Extract provided ->

I have a stored procedure that returns a large result set (nearly 20 million records). I need to save this result to multiple XML files. I am currently using ADO.Net to fill a dataset, but it quickly throws System.OutOfMemoryException. What other methods that I can use to accomplish this?
-
2use an xml library that can stream. e.g. spit out xml without needing the entire data structure to be in memory/available. read a record, spit out an xml of that record, repeat. – Marc B Jun 07 '16 at 21:43
-
@Marc: I'm not quite following your idea. Do you have an example? I'm trying "For XML PATH" right now and it puts the result to a big huge XML. I'm looking for a way to split this to multiple XML records which I can write to XML files. – T L Jun 07 '16 at 22:15
-
1Rather than filling a `DataSet`, can you get an appropriate [`DataReader`](https://msdn.microsoft.com/en-us/library/haa3afyz.aspx) and stream from that to a file using an `XmlWriter`? – dbc Jun 08 '16 at 00:22
-
1I would use sqlcmd.exe that comes with SQL Server : https://msdn.microsoft.com/en-us/library/ms162773.aspx. 20M is not a very large output from SQL and can be very quick or can take up to an hour depending on the size of the SQL database and how the data is stored. When processing the command through c# can increase processing time 10x.I don't know how long your query takes, but if it is a long time I would recommend sqlcmd.exe.I have an application that was done in a c# form and the application froze.I ended up creating a backgroundworker that spawn a process calling sqlcmd.exe. Have code. – jdweng Jun 08 '16 at 03:31
-
1Do I understand this correctly: Your SP returns millions of rows. You want to write the result in many separate XML files? Correct? What is the grouping decision? How are the files separated (kind of *one per customer*...)? – Shnugo Jun 08 '16 at 07:26
-
My SQL query takes around 15 minutes. Follow this post http://stackoverflow.com/questions/13982871/tsql-one-row-per-element-with-for-xml, I am able to break these records to a few hundred records of XML which I can write to XML files. However, when calling the stored procedure from c#, I still get timeout exception even though I set connection timeout = 60000. – T L Jun 08 '16 at 16:16
-
1@TL, is there a decent criterium to separate your groups? I just imaging something like *per month* or *per customer* or *per product* or similar... In this case you might add an indexed column with your group distinguisher and load the data group by group? The simplest was a running number and load ranges... In any case you should not do a *load all and prepare the XML files* approach... You might use a table valued function better than a stored procedure, that depends... From SS2012 you might read about `OFFSET FETCH` – Shnugo Jun 08 '16 at 19:54
-
Thanks @Shnugo. The data is separated by Vendor/Customer as you said. I was doing the SQL For XML PATH to get a list of about 100 XML rows. One per Vendor/Customer. Even so, I still get OutOfMemoryException when I try to retrieve the XML data to write to a file. I think I will try option /3Gb next. – T L Jun 08 '16 at 20:39
2 Answers
Are you using sql server ?

Raw data ->

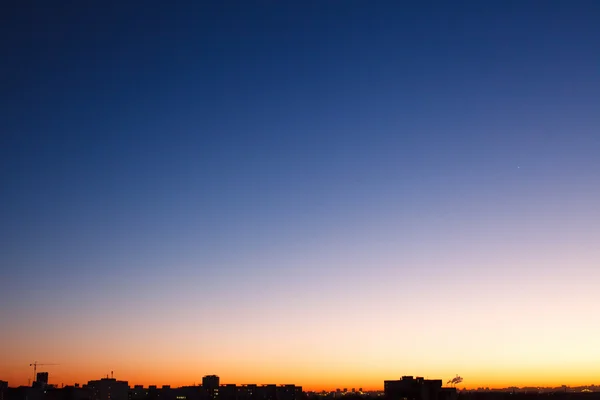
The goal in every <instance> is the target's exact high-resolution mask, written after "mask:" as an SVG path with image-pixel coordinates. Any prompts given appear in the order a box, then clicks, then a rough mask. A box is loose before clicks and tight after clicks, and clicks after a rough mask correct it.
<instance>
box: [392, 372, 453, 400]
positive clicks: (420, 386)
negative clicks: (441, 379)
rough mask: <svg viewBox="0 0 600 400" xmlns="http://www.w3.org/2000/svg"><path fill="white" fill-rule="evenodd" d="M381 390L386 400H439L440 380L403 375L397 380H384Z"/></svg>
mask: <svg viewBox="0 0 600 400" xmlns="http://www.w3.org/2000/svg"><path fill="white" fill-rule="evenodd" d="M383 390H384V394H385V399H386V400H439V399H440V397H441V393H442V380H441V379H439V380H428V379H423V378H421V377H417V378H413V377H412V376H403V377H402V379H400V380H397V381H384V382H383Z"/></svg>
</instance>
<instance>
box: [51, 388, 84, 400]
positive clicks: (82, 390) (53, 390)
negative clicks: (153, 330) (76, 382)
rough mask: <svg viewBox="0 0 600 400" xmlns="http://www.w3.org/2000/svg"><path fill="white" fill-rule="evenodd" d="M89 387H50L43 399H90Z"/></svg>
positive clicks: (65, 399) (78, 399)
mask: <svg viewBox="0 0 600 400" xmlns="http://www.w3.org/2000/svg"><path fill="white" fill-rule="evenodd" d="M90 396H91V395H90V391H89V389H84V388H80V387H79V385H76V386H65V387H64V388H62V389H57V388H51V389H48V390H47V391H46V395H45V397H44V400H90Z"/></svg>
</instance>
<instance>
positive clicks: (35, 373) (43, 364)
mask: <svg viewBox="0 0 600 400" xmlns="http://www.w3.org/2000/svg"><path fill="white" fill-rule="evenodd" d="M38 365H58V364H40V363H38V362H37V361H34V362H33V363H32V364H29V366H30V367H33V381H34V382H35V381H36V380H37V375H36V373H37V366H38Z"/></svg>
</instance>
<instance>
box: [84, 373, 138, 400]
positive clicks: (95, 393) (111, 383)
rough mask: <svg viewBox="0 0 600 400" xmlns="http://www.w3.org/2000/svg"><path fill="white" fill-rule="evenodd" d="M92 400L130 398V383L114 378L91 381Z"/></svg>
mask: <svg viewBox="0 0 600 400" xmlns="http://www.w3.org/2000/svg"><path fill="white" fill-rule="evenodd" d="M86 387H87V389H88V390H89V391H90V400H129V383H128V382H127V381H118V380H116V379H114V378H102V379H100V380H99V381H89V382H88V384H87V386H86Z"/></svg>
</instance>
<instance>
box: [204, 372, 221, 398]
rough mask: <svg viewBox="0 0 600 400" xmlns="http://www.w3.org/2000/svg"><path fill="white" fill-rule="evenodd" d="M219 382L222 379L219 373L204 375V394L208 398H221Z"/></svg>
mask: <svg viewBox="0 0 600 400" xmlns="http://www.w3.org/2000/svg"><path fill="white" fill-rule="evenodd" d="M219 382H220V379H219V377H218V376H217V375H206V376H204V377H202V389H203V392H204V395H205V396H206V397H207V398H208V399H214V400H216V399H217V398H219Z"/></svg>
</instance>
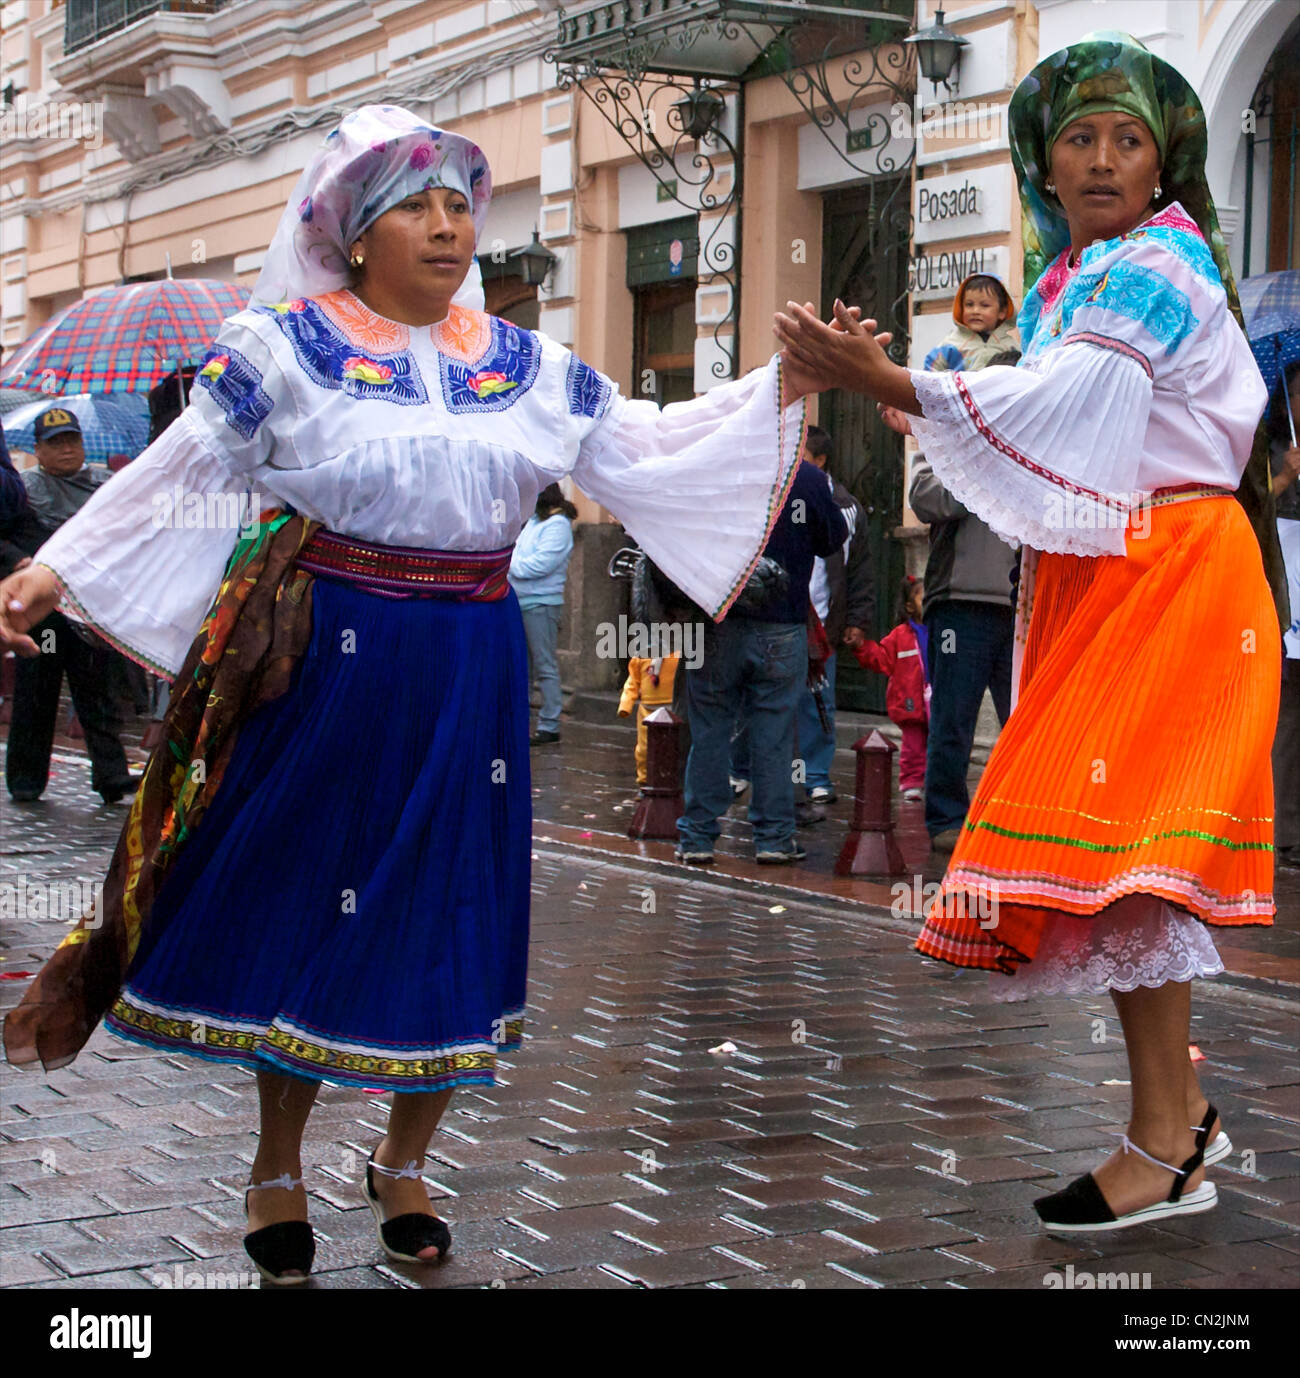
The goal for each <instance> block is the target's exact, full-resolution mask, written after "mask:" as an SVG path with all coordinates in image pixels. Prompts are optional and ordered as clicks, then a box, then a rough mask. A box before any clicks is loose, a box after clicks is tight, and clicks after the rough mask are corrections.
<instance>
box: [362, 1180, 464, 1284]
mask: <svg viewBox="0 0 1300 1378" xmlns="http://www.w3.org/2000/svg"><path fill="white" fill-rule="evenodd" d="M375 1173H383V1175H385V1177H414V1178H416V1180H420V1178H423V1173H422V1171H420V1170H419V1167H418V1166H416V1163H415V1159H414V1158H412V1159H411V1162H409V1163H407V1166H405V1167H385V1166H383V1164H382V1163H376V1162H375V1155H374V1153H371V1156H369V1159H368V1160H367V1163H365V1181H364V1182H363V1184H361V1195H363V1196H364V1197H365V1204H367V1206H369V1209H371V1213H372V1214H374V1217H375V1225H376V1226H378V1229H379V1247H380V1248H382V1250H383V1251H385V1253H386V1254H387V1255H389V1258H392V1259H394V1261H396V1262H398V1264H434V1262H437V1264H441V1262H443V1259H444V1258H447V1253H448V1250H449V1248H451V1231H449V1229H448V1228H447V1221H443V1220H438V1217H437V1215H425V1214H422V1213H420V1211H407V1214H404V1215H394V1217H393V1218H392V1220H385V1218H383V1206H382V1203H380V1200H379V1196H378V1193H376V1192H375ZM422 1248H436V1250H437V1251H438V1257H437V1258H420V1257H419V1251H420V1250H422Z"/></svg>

Using the information ->
• A. Which usernames sign the comments in the thread about saving a large stored procedure result to XML files? List them all.
• B. Could you carry on the thread about saving a large stored procedure result to XML files, starting after its last line?
The data is not needed for this.

Answers in order ->
• A. Marc B, T L, dbc, jdweng, Shnugo

• B.
in this case there is a sql instruction to automatically convert the result of a query into a xml structure, you would then get it as a string in the application.
Options :
you split the string into several ones and save them to files (in the app)
modify PS to split result into several xml objects then get them as different strings / row (1 row => 1 object) and save each of them into a file.
write a new PS that calls the original PS, split result into X xml objects, then returns X xml strings that you just have to save in the application
Not using sql server ?
do the XML formatting in the PS or write a new one that does it
Anyway, if think it will be easier to do the xml formatting server side

- 406
- 3
- 13
Assuming you are using SQL Server - you can use paging in your stored procedure. ROW_NUMBER is an option. SQL Server 2012 and above support OFFSET and FETCH.
Also, how many DataTables are you filling? There are row limits for DataTables.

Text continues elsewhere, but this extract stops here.